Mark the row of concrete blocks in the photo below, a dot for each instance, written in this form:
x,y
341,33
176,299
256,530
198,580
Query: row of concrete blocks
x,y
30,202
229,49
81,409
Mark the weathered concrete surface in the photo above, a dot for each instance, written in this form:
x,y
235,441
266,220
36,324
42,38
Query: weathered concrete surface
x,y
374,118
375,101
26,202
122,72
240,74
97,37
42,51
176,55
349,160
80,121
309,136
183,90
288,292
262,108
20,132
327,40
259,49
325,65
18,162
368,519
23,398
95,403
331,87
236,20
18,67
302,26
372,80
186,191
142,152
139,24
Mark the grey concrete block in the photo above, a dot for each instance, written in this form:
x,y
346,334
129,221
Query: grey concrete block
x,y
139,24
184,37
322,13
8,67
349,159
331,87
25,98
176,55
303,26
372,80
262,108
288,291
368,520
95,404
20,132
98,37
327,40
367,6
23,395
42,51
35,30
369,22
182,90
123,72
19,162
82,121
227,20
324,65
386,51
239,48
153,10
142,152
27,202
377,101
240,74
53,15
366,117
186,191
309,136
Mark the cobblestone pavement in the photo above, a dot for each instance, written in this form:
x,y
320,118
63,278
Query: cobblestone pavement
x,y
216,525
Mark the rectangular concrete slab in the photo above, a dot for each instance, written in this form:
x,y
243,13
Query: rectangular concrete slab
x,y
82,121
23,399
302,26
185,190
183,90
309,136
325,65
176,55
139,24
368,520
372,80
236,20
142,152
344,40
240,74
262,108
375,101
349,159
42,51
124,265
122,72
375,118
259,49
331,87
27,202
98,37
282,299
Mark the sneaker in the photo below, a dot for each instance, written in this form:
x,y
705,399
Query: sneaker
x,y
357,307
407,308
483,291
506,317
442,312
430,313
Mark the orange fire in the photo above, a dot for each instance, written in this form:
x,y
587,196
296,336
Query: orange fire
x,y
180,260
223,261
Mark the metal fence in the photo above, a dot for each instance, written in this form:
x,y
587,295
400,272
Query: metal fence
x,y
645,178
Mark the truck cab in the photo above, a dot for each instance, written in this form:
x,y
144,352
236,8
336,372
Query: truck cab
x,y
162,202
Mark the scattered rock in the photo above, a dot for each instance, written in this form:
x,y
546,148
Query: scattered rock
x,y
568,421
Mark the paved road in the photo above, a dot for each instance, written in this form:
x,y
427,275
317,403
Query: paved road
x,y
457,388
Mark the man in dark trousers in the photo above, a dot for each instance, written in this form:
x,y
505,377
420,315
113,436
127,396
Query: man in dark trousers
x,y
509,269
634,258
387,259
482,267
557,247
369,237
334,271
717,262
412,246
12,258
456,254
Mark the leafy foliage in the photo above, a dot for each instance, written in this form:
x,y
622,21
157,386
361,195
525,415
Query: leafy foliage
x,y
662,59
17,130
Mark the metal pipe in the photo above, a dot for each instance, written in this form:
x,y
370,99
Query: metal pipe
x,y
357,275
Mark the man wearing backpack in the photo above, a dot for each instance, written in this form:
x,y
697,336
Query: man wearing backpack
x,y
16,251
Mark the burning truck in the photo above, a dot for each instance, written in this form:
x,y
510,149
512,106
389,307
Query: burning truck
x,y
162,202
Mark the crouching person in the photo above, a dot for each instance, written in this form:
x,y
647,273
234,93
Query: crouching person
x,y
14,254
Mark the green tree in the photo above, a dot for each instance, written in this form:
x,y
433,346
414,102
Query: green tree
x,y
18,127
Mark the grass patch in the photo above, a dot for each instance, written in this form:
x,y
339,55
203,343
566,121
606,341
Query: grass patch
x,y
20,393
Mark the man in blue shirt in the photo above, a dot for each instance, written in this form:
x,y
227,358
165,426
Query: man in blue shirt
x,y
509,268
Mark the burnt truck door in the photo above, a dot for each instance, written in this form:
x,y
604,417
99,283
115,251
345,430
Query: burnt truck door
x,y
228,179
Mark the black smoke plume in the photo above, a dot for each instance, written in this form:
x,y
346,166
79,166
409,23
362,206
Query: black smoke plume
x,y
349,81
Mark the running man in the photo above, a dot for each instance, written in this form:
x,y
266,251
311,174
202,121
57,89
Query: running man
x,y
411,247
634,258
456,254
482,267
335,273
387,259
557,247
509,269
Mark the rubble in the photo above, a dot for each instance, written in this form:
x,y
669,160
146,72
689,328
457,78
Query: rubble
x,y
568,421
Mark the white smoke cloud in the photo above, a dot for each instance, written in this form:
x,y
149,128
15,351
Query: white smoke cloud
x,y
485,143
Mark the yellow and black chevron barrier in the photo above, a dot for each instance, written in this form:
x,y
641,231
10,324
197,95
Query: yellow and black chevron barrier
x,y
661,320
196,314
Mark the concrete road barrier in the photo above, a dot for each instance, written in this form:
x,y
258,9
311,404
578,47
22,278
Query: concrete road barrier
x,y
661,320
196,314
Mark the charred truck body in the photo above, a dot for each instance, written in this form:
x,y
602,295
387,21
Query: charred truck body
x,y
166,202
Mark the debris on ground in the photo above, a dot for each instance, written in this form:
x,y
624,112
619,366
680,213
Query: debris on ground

+-------+

What the task asks: Please give the number of lines above that contain "debris", without any other words.

Answer area: 2